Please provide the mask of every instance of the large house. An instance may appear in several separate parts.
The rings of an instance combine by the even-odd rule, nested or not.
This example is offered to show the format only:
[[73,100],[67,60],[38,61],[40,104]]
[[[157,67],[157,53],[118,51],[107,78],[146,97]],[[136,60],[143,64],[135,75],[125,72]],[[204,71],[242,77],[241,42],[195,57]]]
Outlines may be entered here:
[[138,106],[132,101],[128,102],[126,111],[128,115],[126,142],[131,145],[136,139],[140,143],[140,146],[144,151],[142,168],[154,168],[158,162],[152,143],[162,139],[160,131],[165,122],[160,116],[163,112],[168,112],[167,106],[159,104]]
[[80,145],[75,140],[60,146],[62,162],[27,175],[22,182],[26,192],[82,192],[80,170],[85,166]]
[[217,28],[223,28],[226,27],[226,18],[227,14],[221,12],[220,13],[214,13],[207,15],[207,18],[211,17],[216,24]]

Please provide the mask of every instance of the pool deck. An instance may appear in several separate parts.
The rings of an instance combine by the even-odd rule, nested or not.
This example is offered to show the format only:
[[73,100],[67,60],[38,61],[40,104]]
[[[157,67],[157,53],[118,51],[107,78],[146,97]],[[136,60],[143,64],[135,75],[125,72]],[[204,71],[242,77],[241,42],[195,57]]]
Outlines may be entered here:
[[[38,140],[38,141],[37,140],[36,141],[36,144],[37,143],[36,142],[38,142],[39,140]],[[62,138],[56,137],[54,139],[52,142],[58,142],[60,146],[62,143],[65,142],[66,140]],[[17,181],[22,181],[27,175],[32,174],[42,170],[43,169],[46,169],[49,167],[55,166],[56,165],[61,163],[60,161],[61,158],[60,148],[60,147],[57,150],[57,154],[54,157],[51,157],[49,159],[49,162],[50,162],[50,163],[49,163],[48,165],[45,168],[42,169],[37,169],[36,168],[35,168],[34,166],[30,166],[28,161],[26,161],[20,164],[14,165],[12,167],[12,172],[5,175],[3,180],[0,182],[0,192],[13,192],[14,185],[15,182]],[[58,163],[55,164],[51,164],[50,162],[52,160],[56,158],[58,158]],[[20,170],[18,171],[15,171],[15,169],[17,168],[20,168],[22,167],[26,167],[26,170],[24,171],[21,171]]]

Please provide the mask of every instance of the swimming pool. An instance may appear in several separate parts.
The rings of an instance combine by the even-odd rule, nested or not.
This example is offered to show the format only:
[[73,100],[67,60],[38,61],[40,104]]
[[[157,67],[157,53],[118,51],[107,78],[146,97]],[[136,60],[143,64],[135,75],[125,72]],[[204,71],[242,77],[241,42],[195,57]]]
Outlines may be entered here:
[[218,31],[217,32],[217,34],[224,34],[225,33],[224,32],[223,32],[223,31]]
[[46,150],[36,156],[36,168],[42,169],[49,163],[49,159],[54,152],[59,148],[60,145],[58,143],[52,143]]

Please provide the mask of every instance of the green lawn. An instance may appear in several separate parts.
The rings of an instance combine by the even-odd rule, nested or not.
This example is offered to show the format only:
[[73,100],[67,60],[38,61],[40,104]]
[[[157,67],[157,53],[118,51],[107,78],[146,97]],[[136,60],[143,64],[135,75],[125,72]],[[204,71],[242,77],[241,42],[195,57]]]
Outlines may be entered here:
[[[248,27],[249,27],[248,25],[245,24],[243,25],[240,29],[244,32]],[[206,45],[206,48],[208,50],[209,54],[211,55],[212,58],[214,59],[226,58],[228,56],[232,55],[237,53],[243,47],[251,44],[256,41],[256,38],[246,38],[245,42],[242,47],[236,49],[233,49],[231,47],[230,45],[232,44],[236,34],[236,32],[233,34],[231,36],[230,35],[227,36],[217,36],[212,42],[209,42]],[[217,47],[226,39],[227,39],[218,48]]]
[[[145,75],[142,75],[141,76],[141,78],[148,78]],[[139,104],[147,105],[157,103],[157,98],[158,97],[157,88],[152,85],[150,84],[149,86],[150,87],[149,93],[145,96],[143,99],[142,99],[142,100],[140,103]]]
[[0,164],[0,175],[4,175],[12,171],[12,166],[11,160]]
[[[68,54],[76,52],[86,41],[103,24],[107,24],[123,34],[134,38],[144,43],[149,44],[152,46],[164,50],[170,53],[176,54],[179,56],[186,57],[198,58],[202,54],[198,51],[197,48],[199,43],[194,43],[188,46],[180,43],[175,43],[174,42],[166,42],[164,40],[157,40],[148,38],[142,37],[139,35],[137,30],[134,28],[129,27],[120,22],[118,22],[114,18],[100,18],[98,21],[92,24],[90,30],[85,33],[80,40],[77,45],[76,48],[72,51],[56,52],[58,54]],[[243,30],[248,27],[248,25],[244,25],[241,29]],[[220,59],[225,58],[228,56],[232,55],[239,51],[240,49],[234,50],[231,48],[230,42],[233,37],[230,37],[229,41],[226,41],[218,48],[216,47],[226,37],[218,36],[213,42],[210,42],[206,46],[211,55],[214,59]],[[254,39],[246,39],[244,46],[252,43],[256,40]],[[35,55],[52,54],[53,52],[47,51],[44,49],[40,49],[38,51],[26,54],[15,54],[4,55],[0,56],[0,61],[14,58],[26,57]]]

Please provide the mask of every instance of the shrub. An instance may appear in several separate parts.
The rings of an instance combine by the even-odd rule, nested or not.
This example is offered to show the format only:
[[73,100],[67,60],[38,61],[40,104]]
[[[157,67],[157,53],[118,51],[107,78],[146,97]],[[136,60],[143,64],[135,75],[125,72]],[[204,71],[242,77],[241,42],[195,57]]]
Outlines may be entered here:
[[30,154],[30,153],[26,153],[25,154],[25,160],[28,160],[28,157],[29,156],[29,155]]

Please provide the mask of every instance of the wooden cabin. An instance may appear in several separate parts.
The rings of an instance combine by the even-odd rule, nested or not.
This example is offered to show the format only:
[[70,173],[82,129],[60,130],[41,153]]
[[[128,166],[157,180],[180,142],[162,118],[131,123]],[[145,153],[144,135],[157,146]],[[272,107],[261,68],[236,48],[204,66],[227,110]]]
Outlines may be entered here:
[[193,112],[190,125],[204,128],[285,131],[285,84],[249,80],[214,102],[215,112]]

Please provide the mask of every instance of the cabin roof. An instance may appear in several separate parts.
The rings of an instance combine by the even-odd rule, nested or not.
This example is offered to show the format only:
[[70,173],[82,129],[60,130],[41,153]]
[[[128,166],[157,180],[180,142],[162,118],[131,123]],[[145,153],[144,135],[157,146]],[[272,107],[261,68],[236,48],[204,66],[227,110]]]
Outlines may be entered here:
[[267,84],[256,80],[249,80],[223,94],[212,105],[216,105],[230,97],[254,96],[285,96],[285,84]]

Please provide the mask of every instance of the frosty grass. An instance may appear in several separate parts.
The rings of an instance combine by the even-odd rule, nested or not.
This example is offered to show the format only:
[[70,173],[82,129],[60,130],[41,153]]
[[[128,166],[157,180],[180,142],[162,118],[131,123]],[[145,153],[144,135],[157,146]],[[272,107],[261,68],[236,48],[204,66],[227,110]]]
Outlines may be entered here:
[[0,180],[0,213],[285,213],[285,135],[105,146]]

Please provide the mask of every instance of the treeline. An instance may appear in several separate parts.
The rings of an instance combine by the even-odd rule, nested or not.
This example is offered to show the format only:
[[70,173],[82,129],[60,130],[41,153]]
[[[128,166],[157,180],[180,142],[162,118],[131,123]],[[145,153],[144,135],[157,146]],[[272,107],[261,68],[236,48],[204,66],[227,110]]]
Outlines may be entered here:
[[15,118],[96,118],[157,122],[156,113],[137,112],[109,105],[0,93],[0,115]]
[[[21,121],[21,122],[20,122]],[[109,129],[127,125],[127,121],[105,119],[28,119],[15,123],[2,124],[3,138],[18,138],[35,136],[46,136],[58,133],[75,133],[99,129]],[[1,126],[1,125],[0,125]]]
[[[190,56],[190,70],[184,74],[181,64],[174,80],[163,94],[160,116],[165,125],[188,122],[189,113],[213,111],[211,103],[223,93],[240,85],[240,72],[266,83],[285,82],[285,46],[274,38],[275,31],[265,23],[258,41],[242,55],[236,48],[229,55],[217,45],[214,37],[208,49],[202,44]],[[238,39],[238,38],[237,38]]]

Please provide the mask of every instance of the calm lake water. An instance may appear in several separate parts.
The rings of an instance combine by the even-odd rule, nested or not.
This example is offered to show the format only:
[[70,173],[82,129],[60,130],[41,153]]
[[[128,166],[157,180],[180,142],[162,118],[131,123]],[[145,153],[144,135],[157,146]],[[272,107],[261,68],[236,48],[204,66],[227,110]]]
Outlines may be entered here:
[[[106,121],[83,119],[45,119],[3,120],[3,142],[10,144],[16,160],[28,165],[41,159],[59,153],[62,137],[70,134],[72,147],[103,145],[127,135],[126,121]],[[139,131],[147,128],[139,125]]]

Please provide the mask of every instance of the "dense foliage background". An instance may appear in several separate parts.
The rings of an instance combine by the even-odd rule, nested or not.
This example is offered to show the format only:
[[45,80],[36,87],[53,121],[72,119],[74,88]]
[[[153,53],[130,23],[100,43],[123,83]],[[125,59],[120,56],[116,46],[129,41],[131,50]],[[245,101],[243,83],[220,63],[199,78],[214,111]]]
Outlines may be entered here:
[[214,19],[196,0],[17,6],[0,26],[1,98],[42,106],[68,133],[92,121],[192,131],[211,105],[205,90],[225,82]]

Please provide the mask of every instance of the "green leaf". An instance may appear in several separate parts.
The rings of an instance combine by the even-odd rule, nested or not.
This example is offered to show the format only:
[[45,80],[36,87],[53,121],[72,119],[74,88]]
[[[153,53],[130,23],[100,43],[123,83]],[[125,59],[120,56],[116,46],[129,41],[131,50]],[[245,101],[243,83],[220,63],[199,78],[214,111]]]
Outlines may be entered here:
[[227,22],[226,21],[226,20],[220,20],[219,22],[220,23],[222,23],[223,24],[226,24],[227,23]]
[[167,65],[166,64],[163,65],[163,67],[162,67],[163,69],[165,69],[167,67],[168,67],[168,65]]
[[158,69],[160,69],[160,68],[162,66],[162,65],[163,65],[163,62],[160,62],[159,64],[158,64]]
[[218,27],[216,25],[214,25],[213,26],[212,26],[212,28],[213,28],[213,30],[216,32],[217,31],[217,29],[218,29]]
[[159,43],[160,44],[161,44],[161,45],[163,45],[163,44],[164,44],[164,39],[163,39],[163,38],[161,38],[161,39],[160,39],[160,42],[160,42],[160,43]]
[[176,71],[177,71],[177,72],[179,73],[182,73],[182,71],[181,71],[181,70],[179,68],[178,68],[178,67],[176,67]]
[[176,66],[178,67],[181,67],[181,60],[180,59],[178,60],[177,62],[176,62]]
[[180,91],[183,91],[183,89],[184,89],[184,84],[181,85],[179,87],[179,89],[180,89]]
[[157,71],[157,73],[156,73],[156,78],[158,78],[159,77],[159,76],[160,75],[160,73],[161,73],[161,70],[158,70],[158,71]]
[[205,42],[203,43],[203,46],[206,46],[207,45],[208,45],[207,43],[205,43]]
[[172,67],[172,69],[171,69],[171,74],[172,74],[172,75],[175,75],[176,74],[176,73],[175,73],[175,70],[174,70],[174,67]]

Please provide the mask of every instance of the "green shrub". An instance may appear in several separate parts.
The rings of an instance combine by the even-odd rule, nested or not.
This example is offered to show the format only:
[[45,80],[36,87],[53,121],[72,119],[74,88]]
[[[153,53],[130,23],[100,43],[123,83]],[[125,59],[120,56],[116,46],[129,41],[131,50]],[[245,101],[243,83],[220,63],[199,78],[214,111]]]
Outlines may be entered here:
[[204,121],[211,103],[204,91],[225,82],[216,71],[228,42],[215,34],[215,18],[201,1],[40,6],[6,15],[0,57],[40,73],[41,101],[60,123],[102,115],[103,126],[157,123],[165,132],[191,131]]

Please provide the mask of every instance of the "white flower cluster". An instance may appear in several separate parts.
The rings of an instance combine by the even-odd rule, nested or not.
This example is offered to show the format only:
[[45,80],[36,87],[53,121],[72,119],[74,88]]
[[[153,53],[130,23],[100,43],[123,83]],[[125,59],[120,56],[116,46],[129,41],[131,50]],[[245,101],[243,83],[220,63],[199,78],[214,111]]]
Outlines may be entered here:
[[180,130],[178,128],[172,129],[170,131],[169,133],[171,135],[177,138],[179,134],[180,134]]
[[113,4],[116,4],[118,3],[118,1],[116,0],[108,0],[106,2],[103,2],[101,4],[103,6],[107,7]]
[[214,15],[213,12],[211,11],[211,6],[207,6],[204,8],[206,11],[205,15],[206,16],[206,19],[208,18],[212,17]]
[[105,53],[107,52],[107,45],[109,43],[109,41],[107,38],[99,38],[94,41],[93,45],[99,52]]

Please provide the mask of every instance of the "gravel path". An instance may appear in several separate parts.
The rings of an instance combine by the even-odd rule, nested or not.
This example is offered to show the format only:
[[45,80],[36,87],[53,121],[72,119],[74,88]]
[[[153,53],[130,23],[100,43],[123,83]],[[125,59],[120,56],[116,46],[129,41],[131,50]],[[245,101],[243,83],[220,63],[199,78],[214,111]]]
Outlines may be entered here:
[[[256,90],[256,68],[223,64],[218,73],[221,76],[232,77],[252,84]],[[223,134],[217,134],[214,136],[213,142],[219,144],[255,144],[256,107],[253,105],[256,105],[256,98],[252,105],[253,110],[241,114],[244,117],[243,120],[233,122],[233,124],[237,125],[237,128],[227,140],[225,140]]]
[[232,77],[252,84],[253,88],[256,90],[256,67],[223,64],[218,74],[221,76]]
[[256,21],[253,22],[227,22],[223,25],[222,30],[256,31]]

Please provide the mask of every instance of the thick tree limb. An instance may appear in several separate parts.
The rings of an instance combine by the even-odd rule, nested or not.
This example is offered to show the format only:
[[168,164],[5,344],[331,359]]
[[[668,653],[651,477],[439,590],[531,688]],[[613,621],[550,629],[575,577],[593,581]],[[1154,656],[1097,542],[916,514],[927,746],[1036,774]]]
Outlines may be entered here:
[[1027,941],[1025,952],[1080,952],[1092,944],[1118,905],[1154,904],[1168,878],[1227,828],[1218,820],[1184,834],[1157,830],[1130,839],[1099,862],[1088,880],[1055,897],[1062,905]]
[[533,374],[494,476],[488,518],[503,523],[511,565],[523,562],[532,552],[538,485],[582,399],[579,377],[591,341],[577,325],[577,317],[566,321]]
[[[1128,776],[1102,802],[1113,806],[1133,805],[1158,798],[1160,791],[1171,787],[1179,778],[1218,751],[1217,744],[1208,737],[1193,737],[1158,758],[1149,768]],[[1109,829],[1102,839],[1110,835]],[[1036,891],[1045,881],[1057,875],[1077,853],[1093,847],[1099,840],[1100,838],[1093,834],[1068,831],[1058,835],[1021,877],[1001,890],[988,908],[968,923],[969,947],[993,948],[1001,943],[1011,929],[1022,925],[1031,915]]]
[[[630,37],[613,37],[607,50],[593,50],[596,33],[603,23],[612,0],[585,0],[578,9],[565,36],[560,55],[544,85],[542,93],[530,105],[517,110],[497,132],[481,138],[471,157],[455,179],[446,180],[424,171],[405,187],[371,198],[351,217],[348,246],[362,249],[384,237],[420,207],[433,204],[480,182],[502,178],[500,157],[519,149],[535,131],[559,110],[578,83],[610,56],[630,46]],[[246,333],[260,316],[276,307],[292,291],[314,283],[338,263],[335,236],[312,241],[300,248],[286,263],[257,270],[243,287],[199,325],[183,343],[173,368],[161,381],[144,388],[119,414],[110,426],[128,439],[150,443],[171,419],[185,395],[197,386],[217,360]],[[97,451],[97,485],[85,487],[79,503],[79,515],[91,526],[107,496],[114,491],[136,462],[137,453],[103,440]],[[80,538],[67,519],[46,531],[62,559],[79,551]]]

+ + + + + + +

Aim:
Rewrite the lines starting with the one that has "Please provide the mask of every instance of the green" and stopping after the one that has "[[0,164],[0,175],[4,175],[12,171],[12,166],[11,160]]", changing "green lawn" to "grassy area" and leaving everything else unchanged.

Solution for this problem:
Please provide the mask of every instance of the grassy area. An instance may appear in several separate parts.
The rings of an instance combine by the even-odd rule, nested or not.
This example is offered to show the format only:
[[73,100],[67,60],[38,61],[40,104]]
[[[157,67],[157,53],[118,51],[107,78],[146,97]],[[136,60],[143,64],[135,75],[125,72]],[[204,71],[242,77],[241,42],[195,57]]]
Outlines may be entered here:
[[[248,27],[249,27],[248,25],[245,24],[243,25],[240,29],[244,32]],[[206,45],[206,48],[208,50],[209,54],[211,55],[212,58],[214,59],[226,58],[228,56],[232,55],[237,53],[243,47],[251,44],[256,41],[256,38],[246,38],[245,42],[242,47],[236,49],[233,49],[231,47],[230,45],[232,44],[236,34],[236,32],[233,34],[231,36],[230,35],[227,36],[217,36],[212,42],[209,42]],[[217,47],[226,39],[227,39],[218,48]]]
[[[145,75],[142,75],[141,76],[141,78],[148,78]],[[139,104],[147,105],[157,103],[157,98],[158,97],[157,88],[152,85],[150,84],[149,86],[150,87],[149,93],[145,96],[143,99],[142,99],[142,100],[140,103]]]
[[0,164],[0,175],[4,175],[12,171],[12,166],[11,160]]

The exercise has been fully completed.